Den Abschluss dieser viele Aspekte berücksichtigenden Themenreihe bildet Leopold Neuholds Beitrag zur Problematik der „humanitären Intervention“. Sie bleibt faktisch militärische Aufforderung zur Verwirklichung der Menschenrechte als ultima ratio, wie dies westliche Demokratien und die UNO propagieren. Kann man aber Menschenrechte durch Verletzung der Menschenrechte durchsetzen? In der konkreten Situation scheint dies ein unausweichliches Dilemma zu sein, so dass wegen des engen Zusammenhangs von Gerechtigkeit und Frieden die Lehre vom „gerechten Krieg“ in eine Lehre vom „gerechten Frieden“ verwandelt werden muss. Diese nimmt die Ohnmacht Gottes im Zeichen der Gewaltlosigkeit ernst und bezieht darum in besonderer Weise die Opfer mit ein, aber nicht im Sinne des Faktischen, sondern so, dass Opfer künftig vermieden werden müssen.

Ihre Aufgabe:
Überarbeiten Sie im Auszug zur humanitären Intervention die Passage, die mit „Den Abschluss dieser“ beginnt und mit „vermieden werden müssen.“ endet: Geben Sie sie erneut wieder und setzen Sie dabei „Machtlosigkeit“ an die Stelle von „Ohnmacht“.

Bereitgestellte Angaben:

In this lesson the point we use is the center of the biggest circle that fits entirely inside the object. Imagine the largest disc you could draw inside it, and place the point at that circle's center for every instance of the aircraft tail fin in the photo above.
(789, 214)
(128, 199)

Schriftliche Lösung:
Den Abschluss dieser viele Aspekte berücksichtigenden Themenreihe bildet Leopold Neuholds Beitrag zur Problematik der „humanitären Intervention“. Sie bleibt faktisch militärische Aufforderung zur Verwirklichung der Menschenrechte als ultima ratio, wie dies westliche Demokratien und die UNO propagieren. Kann man aber Menschenrechte durch Verletzung der Menschenrechte durchsetzen? In der konkreten Situation scheint dies ein unausweichliches Dilemma zu sein, so dass wegen des engen Zusammenhangs von Gerechtigkeit und Frieden die Lehre vom „gerechten Krieg“ in eine Lehre vom „gerechten Frieden“ verwandelt werden muss. Diese nimmt die Machtlosigkeit Gottes im Zeichen der Gewaltlosigkeit ernst und bezieht darum in besonderer Weise die Opfer mit ein, aber nicht im Sinne des Faktischen, sondern so, dass Opfer künftig vermieden werden müssen.